(Records of point placements)
== == ==

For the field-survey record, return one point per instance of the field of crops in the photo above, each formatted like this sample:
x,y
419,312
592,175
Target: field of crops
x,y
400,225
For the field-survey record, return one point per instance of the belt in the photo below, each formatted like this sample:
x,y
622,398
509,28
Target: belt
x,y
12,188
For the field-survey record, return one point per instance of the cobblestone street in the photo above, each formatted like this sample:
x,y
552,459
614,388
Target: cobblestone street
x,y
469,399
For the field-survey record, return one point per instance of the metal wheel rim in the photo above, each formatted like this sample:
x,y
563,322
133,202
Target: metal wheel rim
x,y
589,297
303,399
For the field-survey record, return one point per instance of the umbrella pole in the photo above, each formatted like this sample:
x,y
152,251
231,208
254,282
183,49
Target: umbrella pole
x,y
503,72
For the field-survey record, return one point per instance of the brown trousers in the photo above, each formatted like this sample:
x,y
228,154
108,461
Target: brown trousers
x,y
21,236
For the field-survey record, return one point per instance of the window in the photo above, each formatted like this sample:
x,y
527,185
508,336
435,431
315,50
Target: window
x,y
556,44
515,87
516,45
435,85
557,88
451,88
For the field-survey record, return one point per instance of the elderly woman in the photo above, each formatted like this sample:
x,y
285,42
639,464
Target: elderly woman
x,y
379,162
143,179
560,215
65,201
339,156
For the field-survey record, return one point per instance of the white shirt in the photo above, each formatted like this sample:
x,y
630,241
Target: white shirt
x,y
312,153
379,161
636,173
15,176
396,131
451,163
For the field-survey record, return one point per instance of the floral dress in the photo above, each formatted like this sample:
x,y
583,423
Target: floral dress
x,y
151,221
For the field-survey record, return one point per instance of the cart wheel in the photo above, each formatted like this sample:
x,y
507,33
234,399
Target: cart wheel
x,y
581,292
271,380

== == ==

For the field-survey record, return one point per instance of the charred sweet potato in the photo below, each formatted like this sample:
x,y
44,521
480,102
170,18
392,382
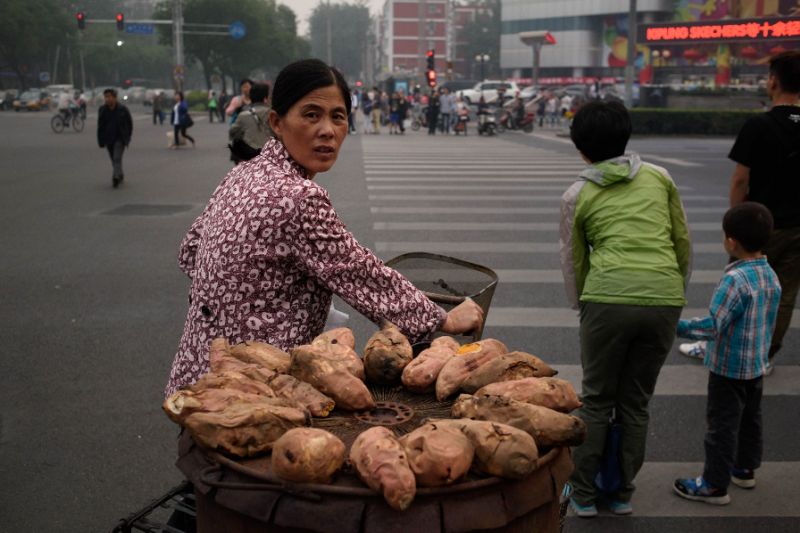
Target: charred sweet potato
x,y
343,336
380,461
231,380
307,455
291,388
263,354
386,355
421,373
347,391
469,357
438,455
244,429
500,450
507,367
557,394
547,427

== == ==

How many lines of the records above contain the string "dress"? Case matters. Reply with the number only.

◆ Output for this task
2